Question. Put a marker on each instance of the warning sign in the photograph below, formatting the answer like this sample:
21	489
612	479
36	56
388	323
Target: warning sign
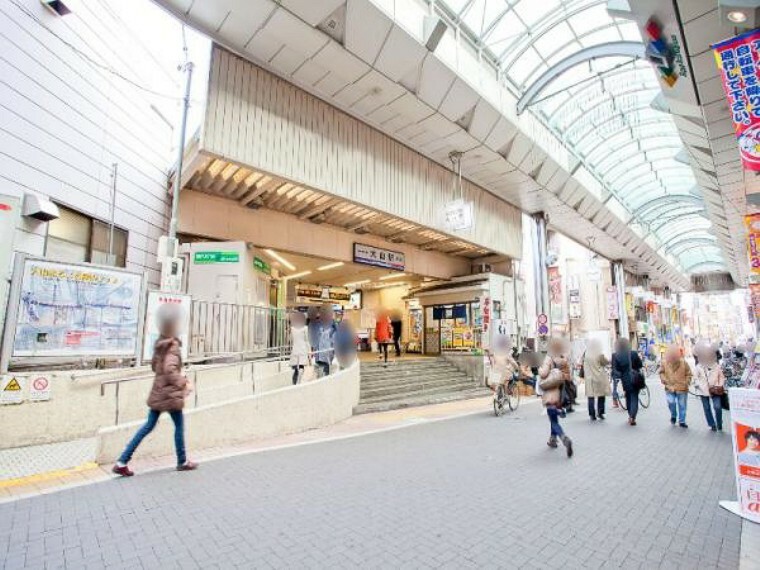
11	389
39	389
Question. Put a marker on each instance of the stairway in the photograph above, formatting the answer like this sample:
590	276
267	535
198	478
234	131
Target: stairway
413	382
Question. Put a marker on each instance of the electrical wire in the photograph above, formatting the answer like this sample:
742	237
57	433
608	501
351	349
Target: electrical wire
92	61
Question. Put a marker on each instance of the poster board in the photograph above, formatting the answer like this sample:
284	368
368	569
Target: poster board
745	434
72	310
155	300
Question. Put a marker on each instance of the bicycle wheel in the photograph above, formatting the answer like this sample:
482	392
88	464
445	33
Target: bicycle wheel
513	394
498	401
644	397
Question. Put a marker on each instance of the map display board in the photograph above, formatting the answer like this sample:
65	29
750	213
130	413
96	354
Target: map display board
75	310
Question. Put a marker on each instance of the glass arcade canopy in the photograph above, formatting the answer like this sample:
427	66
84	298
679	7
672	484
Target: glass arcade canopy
602	110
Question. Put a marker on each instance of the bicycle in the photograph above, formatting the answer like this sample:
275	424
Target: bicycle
506	395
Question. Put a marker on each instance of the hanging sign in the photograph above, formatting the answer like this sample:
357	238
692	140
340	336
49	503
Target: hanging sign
745	432
737	61
11	389
612	303
379	257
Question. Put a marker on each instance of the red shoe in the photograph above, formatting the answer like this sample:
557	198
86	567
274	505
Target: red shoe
187	466
124	471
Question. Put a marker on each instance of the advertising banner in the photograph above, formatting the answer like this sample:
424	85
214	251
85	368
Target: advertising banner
745	432
155	300
737	61
753	242
75	310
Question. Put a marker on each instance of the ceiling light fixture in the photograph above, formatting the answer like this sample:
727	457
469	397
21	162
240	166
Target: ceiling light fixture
277	257
331	266
297	275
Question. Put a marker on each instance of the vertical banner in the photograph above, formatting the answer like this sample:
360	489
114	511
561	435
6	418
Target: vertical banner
612	304
745	432
753	241
737	61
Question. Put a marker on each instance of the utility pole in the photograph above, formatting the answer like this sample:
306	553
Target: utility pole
180	152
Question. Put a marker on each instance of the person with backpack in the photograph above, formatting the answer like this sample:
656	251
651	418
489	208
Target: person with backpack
170	388
594	372
626	368
553	374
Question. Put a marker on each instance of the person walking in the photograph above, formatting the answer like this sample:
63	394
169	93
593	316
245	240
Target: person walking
709	385
299	345
383	335
554	372
675	376
626	368
397	326
597	379
170	387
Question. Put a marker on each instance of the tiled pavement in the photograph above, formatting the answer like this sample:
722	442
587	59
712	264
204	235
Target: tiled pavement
475	491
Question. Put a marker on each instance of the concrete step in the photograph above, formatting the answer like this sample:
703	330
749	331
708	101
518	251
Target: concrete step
413	391
403	384
424	400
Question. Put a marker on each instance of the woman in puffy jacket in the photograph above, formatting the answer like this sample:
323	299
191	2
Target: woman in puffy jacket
553	373
170	387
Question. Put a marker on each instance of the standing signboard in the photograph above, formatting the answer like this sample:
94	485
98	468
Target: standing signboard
738	60
745	432
155	300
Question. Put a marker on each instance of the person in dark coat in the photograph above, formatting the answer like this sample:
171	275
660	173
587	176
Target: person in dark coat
396	325
170	387
626	367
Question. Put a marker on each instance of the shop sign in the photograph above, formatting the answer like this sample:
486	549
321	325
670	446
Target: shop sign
379	257
262	266
612	303
155	300
745	431
754	291
337	295
208	257
753	242
738	61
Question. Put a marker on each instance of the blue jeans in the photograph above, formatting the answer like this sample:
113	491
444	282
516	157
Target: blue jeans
677	404
556	429
179	436
717	421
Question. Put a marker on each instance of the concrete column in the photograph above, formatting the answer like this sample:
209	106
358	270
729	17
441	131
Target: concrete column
540	279
618	279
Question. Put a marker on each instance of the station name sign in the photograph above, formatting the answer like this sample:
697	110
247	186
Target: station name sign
379	257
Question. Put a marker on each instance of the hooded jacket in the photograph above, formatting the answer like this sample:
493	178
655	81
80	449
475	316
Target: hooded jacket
170	384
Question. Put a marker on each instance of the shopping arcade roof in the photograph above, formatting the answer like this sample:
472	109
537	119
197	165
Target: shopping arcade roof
602	109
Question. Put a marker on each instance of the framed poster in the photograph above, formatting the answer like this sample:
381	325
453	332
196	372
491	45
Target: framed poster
72	310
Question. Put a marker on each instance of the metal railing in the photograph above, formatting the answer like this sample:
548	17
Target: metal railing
218	328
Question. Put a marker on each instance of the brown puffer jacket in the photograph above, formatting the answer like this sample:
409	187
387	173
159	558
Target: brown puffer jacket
170	385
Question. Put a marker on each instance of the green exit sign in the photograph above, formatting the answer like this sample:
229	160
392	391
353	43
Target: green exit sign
205	257
261	265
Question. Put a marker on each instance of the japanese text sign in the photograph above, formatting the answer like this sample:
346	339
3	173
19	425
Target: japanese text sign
737	60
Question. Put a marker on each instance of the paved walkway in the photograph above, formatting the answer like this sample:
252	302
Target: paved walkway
473	491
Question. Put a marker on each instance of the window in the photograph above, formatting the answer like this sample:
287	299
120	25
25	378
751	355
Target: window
76	237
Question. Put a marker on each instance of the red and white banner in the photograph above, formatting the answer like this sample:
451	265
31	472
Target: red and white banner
738	60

What you have to do:
Restate every record exactly, please; do not copy the pictures.

Task response:
Question. Put a marker on each instance of the warning sign in the photograph below, formatting the answer like this sample:
21	489
612	479
36	56
388	323
Target: warning sign
11	389
39	389
Question. Put a marker on each instance of the stairway in the photograph above, formatting the answer like this sample:
590	276
267	535
198	478
234	131
Target: stairway
413	382
Question. Put a marker on each instance of the electrical wire in the photograph above, formatting the answer like this sample:
742	237
57	433
608	501
351	349
Target: electrical wire
92	61
Question. Put a marker on each instance of the poster board in the photograph above, formatting the answer like this sample:
284	368
368	569
Target: poster board
745	434
72	310
155	300
Question. Put a marker on each instance of the bicycle wheel in the photograph above, formatting the answer like this sample:
482	392
88	464
445	33
Target: bicycle wheel
513	394
498	401
644	397
Question. Put a marker on each instance of the map display board in the photograph above, formatting the answer like this sample:
65	29
750	213
130	413
96	354
Target: map display board
75	310
Question. Put a marker on each instance of the glass arcade canopy in the photograph above, formatting the answer like this sample:
427	66
84	298
679	7
672	484
Target: glass arcade canopy
602	110
Question. Put a marker on each instance of the bicycle in the photograph above, formatting the answer like this sample:
275	424
Target: bicycle
506	395
Question. Put a marker on each instance of the hanging sign in the photograph above, formatting the answer like this sample:
357	238
692	140
340	336
49	503
Target: hanging sign
745	432
737	61
11	389
612	303
379	257
Question. Put a marker on each instance of the red shoe in the photograph above, formatting the answer like this sample:
557	198
86	567
274	505
Target: red shoe
187	466
124	471
Question. Put a marker on each instance of the advertising banner in the photograph above, formatting the answer like this sample:
424	85
214	251
85	368
Target: advertising banner
745	432
155	300
737	61
753	242
75	310
Question. Put a marker on each instance of the ceiling light fixture in the photograph above, formatting the answer like this sample:
727	457
469	397
21	162
240	166
Target: ceiling light fixture
277	257
331	266
297	275
Question. Put a marker on each instance of the vertical banner in the photograph above, formatting the answer like this sample:
360	489
114	511
561	435
6	418
Target: vertical banner
612	304
745	432
753	241
737	61
Question. Put a marker on each instance of the utility pole in the photograph above, formatting the answer like this sample:
306	553
Target: utility pole
180	152
Question. Put a marker on each instance of the person with backpack in the photograph above, formatting the answer like this sample:
656	251
651	418
489	208
Target: person with backpack
170	388
594	372
626	368
553	374
Question. Put a marker on each instance of the person walking in the photograph above, formatting the answer like this sample:
63	394
169	93
593	316
245	240
Target: person walking
709	385
299	345
383	335
554	372
675	376
626	368
397	326
597	379
170	387
Question. Put a marker on each instance of the tiled pavement in the photograph above, formatting the answer like this sample:
722	442
587	59
712	264
204	235
Target: tiled pavement
475	491
Question. Put a marker on each instance of the concrete step in the photograph above, formatting the answer like this sample:
703	330
749	331
708	101
518	251
Target: concrete step
413	391
403	384
424	400
Question. Put a marker on each instance of the woman in puffy jacket in the photograph above, formatting the answer like this sample:
323	299
191	2
Target: woman in puffy jacket
553	373
170	387
Question. Put a marker on each instance of the standing signboard in the photograph above, formatting the answer like this sample:
94	485
98	468
Target: standing signboard
738	60
745	432
155	300
Question. Put a marker on each instance of the person in dark coat in the photograph above, formatting the answer like this sample:
171	275
660	173
587	176
Target: person in dark coat
396	325
170	387
626	367
Question. Put a marker on each instance of the shop sign in the photograph above, formatting the answer like this sample:
486	549
321	325
670	446
Target: shop sign
379	257
262	266
612	303
155	300
745	431
754	291
337	295
208	257
753	242
738	61
Question. Put a marker on each instance of the blue jeans in the photograph above, formatting the answer like this sample:
113	491
444	282
516	157
Target: blue jeans
677	404
556	429
179	436
717	421
Question. Put a marker on each instance of the concrete column in the photograph above, formatting the answer like this sample:
209	106
358	270
729	17
441	131
Target: concrete column
540	279
618	279
Question. Put a marker on each instance of the station name sign in the photograph above, formatting the answer like this sample:
697	110
247	186
Target: station name sign
379	257
Question. Put a marker on each instance of the hooded jacket in the photograph above, formatting the answer like this sample:
493	178
655	81
80	449
475	316
Target: hooded jacket
170	384
Question. Put a marker on each instance of the shopping arcade roof in the photograph above, formatting the answer like this sample:
472	109
537	119
197	165
Target: shopping arcade roof
602	109
Question. Put a marker on each instance of the framed poster in the photograph above, formatting the answer like this sample:
381	325
453	332
196	372
491	45
Target: framed poster
72	310
Question. Put a marker on each instance of the metal railing in the photograph above, formatting the answer like this sample:
548	17
Target: metal railing
218	328
Question. Put a marker on each instance of the brown puffer jacket in the photograph above, formatting the answer like this sample:
409	187
387	173
159	558
Target: brown puffer jacket
170	385
Question. Put a marker on each instance of the green exit sign in the photograph above, formatting the answer like this sample:
229	160
392	391
353	43
Target: green exit sign
205	257
261	265
Question. Put a marker on each instance of the japanese text sign in the photograph above, formatting the answer like this sample:
346	339
3	173
19	425
Target: japanese text sign
737	60
Question. Put a marker on each instance of the paved walkway in the photograph above, formatting the answer like this sample:
252	302
Target: paved walkway
473	491
Question. Put a marker on each instance of the window in the photograph above, formatting the answer like this sample:
287	299
120	25
25	378
751	355
Target: window
76	237
Question. Put a marker on each instance of the red and white banner in the photograph above, formatting the answer like this sample:
451	265
31	472
Target: red and white banner
738	60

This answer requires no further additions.